3. Fewer checkpoints. When I got my first and second shot I had four separate checkpoints to go through. The actual shot took 45 seconds but the process took 45 minutes after driving nearly that long to get there. That's over 2 hours round trip - a big chunk of time when you work hourly.
4. Put the clinics where people live, not where it makes people working at the clinic feel good. The university example above was the kind of tone deaf way elites make themselves feel good - we're helping minorities! - without really helping at all.
You don't need to pay people not to work to get the vaccine - California is discovering that is a bad idea - you just need to help them miss less of it.
(1) I have been fully vaccinated for a while, as has my family, but I founded a science non-profit so I would be. My kids were also vaccinated when San Francisco and other coastal California residents had so many vaccine deniers they outnumbered the rest of the United States -combined.
What changed? Distrust in government certainly got amplified. Should people suddenly trust the government on drug approval when the FDA created a regulatory labyrinth and insisted it took 10 years and a billion dollars for medicines to be safe? Why trust the government when they just said the same industry that produced this vaccine created an opioid epidemic in collusion with doctors now recommending we get vaccines, and media piled on? Why trust the CDC when they were being so incompetent they had to be ordered by the president to send out coronavirus tests - and then sent faulty reagents, making the tests useless?
:::::
#### Exercise brief:
Reproduce the full text on vaccine access and public distrust word for word. The records have no connection to the text above.

Stored records
:::::
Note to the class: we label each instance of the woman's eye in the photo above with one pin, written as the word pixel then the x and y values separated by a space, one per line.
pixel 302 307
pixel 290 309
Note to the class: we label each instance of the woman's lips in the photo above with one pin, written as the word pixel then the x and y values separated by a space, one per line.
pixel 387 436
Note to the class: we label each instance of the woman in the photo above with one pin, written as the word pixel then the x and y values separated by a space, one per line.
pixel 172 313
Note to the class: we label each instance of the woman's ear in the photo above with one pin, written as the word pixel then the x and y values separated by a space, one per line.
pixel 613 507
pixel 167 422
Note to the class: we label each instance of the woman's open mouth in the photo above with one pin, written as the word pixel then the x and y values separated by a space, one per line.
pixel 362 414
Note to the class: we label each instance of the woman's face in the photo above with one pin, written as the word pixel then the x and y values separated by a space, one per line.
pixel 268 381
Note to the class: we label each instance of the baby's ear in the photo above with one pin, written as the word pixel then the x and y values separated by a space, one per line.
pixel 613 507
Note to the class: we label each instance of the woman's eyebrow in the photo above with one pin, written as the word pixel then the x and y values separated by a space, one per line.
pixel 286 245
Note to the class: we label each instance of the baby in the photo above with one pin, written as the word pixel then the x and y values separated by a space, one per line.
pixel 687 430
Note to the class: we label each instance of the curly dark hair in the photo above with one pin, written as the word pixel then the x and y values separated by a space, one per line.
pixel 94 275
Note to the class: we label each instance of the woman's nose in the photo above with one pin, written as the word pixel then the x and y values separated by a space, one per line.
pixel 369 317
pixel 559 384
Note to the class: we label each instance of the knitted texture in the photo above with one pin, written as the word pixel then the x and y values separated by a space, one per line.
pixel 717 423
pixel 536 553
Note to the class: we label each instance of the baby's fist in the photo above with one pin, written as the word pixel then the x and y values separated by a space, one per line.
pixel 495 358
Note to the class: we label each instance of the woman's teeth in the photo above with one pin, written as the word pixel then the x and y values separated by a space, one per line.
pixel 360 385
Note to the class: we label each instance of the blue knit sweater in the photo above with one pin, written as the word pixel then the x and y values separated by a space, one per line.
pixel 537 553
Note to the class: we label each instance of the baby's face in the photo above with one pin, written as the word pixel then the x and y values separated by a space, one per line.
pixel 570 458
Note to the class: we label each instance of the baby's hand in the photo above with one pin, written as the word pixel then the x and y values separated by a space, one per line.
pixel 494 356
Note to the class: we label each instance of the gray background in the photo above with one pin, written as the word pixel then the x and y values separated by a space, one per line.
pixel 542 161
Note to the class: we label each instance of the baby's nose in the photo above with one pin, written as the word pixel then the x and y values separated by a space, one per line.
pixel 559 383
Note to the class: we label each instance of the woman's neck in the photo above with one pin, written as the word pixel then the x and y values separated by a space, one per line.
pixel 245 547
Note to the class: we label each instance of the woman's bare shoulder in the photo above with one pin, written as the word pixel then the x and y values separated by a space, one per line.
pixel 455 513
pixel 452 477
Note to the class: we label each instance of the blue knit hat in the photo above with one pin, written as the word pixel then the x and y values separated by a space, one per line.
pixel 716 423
:::::
#### Answer:
3. Fewer checkpoints. When I got my first and second shot I had four separate checkpoints to go through. The actual shot took 45 seconds but the process took 45 minutes after driving nearly that long to get there. That's over 2 hours round trip - a big chunk of time when you work hourly.
4. Put the clinics where people live, not where it makes people working at the clinic feel good. The university example above was the kind of tone deaf way elites make themselves feel good - we're helping minorities! - without really helping at all.
You don't need to pay people not to work to get the vaccine - California is discovering that is a bad idea - you just need to help them miss less of it.
(1) I have been fully vaccinated for a while, as has my family, but I founded a science non-profit so I would be. My kids were also vaccinated when San Francisco and other coastal California residents had so many vaccine deniers they outnumbered the rest of the United States -combined.
What changed? Distrust in government certainly got amplified. Should people suddenly trust the government on drug approval when the FDA created a regulatory labyrinth and insisted it took 10 years and a billion dollars for medicines to be safe? Why trust the government when they just said the same industry that produced this vaccine created an opioid epidemic in collusion with doctors now recommending we get vaccines, and media piled on? Why trust the CDC when they were being so incompetent they had to be ordered by the president to send out coronavirus tests - and then sent faulty reagents, making the tests useless?